• Goal: The data must be returned in full and exactly as given.

• Record extracts:
--- --- ---

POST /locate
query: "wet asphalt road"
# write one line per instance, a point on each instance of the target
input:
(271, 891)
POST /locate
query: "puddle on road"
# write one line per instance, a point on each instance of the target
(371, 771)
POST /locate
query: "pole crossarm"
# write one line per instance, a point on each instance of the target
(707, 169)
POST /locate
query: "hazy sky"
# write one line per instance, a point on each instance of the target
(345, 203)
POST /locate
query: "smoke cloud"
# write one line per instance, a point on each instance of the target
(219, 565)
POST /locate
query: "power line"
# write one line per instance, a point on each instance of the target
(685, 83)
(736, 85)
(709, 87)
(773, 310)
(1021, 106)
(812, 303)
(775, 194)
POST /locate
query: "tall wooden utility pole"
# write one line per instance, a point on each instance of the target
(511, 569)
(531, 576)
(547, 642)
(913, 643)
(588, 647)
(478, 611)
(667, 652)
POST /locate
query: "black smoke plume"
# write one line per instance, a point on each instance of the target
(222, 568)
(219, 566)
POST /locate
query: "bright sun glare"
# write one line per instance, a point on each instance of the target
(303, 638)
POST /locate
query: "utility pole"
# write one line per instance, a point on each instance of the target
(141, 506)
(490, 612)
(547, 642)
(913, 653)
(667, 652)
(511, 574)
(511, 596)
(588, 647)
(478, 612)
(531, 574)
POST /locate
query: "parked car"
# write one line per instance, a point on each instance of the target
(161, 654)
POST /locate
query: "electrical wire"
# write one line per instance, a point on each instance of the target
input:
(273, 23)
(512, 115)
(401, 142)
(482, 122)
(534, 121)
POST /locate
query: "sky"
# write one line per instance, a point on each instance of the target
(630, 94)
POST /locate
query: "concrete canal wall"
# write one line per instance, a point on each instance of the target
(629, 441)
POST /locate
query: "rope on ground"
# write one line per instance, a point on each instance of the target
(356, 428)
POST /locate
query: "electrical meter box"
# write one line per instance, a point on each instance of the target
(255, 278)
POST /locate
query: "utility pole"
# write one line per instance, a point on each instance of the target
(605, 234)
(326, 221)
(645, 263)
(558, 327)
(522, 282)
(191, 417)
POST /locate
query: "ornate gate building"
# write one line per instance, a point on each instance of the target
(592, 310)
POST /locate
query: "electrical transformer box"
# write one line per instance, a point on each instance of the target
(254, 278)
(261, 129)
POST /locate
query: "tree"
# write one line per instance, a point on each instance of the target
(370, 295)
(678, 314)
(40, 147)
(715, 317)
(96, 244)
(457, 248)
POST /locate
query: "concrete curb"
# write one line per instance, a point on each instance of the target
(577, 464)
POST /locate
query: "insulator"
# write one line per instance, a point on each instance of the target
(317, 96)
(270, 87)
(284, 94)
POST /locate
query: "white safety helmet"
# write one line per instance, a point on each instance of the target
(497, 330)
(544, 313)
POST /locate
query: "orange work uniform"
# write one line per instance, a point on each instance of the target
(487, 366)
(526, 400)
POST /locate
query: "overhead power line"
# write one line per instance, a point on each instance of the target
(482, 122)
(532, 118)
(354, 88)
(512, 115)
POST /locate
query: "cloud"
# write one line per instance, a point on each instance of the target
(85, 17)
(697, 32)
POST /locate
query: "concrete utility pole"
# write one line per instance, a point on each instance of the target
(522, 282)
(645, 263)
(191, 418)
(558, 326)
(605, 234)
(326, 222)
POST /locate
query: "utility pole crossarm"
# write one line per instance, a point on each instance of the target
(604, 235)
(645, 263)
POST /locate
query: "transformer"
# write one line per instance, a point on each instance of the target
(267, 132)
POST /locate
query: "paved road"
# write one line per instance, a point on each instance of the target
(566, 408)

--- --- ---

• Task solution:
POST /locate
query: "wet asphalt road"
# write one line per instance, a point on each instance of the target
input:
(271, 891)
POST /locate
query: "puddle on road"
# write one line per instance, a point on each instance of the target
(371, 771)
POST /locate
query: "pole crossarm"
# write one line per instance, a point on each instance of the target
(707, 169)
POST /locate
query: "hazy sky"
# write one line per instance, a point on each instance of the target
(345, 203)
POST /locate
query: "smoke cloud"
# write one line per instance, a point on each instance of the target
(219, 565)
POST /locate
query: "power line"
# write one line per instance, a point on each instance of the target
(685, 83)
(736, 85)
(709, 87)
(773, 310)
(1021, 106)
(812, 303)
(775, 194)
POST /locate
query: "tall wooden utility pole"
# write one line per instance, a point on each instance of the target
(511, 569)
(531, 576)
(547, 642)
(913, 643)
(588, 647)
(478, 611)
(667, 652)
POST /locate
query: "black smoke plume"
# write one line per instance, a point on each instance of the target
(222, 568)
(219, 566)
POST /locate
query: "bright sun glare"
# write one line per instance, a point on each instance of the target
(303, 638)
POST /locate
query: "utility pole"
# write one line per instance, a point on each instance of the target
(141, 506)
(490, 612)
(547, 642)
(913, 653)
(667, 652)
(511, 574)
(511, 596)
(588, 647)
(478, 612)
(531, 574)
POST /locate
query: "parked car"
# write one line per instance, a point on each instance of the target
(161, 654)
POST /locate
query: "electrical wire"
# write one line per instance, a point on each instance of the target
input:
(273, 23)
(512, 115)
(401, 142)
(482, 122)
(534, 121)
POST /locate
query: "sky"
# write one line per instance, a point on each instance of the target
(630, 94)
POST /locate
query: "concrete canal wall"
# write one line per instance, a point on each instance of the target
(629, 441)
POST /locate
query: "rope on ground"
# write one line per instance, a point on each instance of the target
(356, 428)
POST /locate
query: "electrical meter box"
# write one line per instance, a point on each instance of the target
(255, 278)
POST /locate
query: "utility pole"
# write one line per instance, a point on each instance of the target
(605, 234)
(326, 221)
(645, 263)
(558, 327)
(522, 282)
(191, 417)
POST /locate
query: "ornate gate building"
# write one line per instance, a point on each instance of the target
(592, 310)
POST /locate
query: "electrical transformer box"
# write one line per instance, a point on each instance of the target
(254, 278)
(261, 129)
POST /locate
query: "tree"
# write one line per instance, a point on each instance of the target
(370, 295)
(678, 314)
(40, 147)
(715, 317)
(96, 244)
(457, 248)
POST /locate
query: "concrete curb"
# write one line per instance, a point on each instance of the target
(577, 464)
POST /locate
query: "insulator"
# write one line per instance, a point on each instance of the target
(317, 96)
(270, 87)
(284, 94)
POST /locate
query: "white safety helmet"
# write one line per instance, a point on each instance of the target
(497, 330)
(544, 313)
POST /locate
query: "orange work uniform"
# write one line per instance, a point on each instance of the target
(487, 366)
(526, 400)
POST /locate
query: "overhead power line"
# write one line per instance, a point on each instance of the target
(482, 122)
(532, 118)
(354, 88)
(512, 115)
POST /locate
query: "cloud"
# write one line per instance, a point on each instance of the target
(85, 17)
(697, 32)
POST /locate
query: "concrete utility pole"
# write one line per instance, a point on each instance of the target
(522, 282)
(645, 263)
(191, 418)
(558, 326)
(605, 234)
(326, 222)
POST /locate
query: "utility pole crossarm"
# write one line per instance, a point on each instance of the target
(604, 235)
(645, 263)
POST /locate
query: "transformer"
# write one line per instance, a point on each instance of the target
(267, 132)
POST /locate
query: "paved road"
# write one line per instance, a point on each instance of the target
(566, 408)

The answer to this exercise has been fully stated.